▶ TASK DETAILS
Output only the span of lines that begins at the line containing "Find the soil" and ends at the last line of the data, both included, exactly as they appear.

Point placement records
──────────────────────────────

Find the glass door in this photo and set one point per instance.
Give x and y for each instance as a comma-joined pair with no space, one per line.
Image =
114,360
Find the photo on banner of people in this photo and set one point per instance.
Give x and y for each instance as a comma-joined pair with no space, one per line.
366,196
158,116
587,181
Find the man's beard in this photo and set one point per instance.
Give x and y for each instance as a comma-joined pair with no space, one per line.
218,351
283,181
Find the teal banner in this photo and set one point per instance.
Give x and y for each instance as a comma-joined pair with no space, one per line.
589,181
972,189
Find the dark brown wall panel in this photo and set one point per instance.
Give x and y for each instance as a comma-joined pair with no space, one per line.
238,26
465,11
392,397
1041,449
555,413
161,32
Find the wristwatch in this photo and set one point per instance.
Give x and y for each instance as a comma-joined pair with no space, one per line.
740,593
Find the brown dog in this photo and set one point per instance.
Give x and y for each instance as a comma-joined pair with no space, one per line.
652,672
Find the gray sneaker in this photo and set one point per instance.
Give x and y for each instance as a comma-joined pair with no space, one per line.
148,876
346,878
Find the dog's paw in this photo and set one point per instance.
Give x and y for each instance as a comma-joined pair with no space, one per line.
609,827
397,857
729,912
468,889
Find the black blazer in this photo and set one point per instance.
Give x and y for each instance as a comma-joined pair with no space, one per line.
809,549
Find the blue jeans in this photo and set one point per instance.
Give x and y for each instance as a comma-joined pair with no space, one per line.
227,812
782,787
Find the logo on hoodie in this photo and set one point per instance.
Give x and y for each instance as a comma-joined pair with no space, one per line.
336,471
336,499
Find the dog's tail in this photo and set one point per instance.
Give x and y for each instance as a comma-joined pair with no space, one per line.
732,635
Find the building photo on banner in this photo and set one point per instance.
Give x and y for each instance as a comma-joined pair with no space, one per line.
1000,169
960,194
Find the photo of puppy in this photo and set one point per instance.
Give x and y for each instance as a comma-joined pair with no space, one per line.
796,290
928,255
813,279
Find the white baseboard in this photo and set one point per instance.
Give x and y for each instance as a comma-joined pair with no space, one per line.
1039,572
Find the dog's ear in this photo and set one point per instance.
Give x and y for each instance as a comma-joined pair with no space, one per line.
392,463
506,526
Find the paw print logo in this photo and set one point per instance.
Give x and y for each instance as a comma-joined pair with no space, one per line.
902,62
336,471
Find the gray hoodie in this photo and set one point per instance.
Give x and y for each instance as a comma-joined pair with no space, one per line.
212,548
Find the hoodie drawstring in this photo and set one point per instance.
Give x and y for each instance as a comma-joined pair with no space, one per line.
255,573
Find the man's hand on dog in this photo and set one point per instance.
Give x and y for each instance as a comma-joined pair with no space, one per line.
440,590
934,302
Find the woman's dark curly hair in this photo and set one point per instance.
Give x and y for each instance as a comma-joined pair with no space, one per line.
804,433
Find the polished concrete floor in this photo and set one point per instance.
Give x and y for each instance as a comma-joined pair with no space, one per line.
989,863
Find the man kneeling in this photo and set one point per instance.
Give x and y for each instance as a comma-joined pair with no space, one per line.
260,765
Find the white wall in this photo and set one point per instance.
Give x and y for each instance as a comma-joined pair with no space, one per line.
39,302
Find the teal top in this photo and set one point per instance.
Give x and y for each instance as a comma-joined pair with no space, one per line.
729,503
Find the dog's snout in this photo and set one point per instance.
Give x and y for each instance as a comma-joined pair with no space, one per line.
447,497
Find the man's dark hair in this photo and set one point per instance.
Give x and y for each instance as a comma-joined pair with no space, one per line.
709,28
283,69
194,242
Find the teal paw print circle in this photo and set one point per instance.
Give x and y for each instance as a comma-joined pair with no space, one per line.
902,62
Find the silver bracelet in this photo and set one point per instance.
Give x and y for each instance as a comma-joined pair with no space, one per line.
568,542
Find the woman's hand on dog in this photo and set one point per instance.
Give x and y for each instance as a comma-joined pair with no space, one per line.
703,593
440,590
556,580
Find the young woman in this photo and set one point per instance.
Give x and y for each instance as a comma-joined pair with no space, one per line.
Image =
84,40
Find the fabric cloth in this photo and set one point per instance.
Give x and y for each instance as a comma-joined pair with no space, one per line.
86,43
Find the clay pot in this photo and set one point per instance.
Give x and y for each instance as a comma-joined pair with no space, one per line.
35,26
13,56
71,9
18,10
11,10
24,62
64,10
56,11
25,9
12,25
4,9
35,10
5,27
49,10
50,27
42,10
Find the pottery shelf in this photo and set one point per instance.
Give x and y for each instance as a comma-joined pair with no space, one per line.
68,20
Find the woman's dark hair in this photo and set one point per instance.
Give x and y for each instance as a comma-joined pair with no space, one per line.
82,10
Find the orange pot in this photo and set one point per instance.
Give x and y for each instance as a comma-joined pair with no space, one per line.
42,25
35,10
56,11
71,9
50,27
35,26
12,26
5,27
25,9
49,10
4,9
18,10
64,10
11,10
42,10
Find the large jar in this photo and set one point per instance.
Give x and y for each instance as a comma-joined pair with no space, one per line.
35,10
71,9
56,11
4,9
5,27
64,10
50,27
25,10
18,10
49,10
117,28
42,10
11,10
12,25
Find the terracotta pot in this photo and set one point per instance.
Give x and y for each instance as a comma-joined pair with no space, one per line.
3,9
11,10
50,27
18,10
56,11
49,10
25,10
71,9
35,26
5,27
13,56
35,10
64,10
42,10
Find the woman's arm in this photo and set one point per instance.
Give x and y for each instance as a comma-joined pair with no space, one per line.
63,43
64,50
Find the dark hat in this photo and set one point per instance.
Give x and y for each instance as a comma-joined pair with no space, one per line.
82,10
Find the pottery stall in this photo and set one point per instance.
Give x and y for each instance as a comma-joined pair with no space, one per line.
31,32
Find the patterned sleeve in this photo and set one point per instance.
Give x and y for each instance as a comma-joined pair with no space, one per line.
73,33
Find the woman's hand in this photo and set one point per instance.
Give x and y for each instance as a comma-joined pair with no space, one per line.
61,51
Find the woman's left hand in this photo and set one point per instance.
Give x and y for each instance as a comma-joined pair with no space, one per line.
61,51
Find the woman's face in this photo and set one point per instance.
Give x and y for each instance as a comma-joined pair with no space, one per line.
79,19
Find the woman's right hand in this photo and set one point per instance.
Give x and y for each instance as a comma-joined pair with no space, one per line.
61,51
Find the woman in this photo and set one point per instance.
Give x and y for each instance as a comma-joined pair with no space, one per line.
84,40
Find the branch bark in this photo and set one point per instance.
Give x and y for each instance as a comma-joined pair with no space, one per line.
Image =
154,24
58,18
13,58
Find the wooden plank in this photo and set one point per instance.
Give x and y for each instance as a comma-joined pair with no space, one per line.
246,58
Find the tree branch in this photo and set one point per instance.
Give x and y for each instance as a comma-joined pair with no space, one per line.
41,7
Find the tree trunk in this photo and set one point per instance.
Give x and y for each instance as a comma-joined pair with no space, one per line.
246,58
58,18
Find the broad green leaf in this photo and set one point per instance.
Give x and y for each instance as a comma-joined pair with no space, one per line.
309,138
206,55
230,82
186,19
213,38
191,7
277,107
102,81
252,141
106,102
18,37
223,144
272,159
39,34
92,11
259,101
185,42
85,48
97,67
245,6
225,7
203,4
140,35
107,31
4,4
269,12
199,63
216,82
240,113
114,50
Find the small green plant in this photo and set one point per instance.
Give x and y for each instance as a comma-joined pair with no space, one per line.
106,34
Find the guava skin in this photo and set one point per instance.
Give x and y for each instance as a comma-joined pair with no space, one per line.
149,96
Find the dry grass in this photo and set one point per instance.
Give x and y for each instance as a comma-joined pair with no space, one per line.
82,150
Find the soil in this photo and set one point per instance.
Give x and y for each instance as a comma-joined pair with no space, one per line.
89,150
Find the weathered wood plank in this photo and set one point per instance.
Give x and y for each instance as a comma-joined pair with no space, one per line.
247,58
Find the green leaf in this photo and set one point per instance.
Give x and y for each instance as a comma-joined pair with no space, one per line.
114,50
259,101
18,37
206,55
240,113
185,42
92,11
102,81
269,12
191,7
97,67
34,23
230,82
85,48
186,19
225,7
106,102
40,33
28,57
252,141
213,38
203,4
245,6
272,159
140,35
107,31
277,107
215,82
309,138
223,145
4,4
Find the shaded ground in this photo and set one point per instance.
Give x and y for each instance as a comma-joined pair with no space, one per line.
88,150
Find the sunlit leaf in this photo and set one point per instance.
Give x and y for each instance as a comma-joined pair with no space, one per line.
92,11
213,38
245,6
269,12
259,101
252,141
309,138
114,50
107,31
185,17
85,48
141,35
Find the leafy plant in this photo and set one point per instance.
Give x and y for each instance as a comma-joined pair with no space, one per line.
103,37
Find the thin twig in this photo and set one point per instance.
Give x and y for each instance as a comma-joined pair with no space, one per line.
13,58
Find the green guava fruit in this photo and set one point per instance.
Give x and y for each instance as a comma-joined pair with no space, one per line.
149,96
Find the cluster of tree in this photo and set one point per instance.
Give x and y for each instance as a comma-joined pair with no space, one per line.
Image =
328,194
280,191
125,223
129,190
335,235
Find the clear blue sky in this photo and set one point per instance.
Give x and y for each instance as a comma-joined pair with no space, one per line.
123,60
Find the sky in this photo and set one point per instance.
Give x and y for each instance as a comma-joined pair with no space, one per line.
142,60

──────────────────────────────

▶ SOLVED PROBLEM
Find the soil in this photo and set one point per instance.
Give x and y for each instance as a comma-joined pair with no space, one per line.
89,150
Find the weathered wood plank in this photo and set one point per instance.
Give x and y for each instance as a comma-joined pair with no space, one per line.
247,58
Find the green leaf in this photo and set one point per instance.
Give x and y for each instance as a comma-joined pair with no space, one per line.
114,50
259,101
18,37
206,55
240,113
185,42
92,11
102,81
269,12
191,7
97,67
34,23
230,82
85,48
186,19
225,7
106,102
40,33
28,57
252,141
213,38
203,4
245,6
272,159
140,35
107,31
277,107
215,82
309,138
223,145
4,4
Find the shaded ground in this photo and set one point per instance.
Give x and y for each instance as a comma-joined pair with no space, one per line.
88,150
Find the sunlit leaf in this photo and set one point per instance.
Give x and y for each instance as a comma-joined pair with no space, one per line.
92,11
213,38
245,6
269,12
259,101
252,141
309,138
114,50
107,31
185,17
85,48
141,35
Find the leafy plant in this photo and set one point per instance.
Give x and y for each instance as a comma-joined pair with no space, one per line.
103,37
Find the thin twig in this photo and set one point per instance.
Give x and y for each instance as a comma-joined pair with no space, one per line.
13,58
Find the green guava fruit in this photo and set one point per instance.
Give x and y for each instance as a comma-joined pair with no space, one per line.
149,96
Find the cluster of tree in this photo and set one point per instance.
Give x and y for each instance as a comma-joined pair with no space, one per line.
Image =
328,194
280,191
125,223
129,190
335,235
Find the clear blue sky in this photo and set one point per instance.
Give x and y for each instance as a comma-joined pair with no space, one per line.
123,60
Find the sky in this photo and set one point per instance.
Give x and y for each instance as a comma-joined pair with no space, one per line.
142,60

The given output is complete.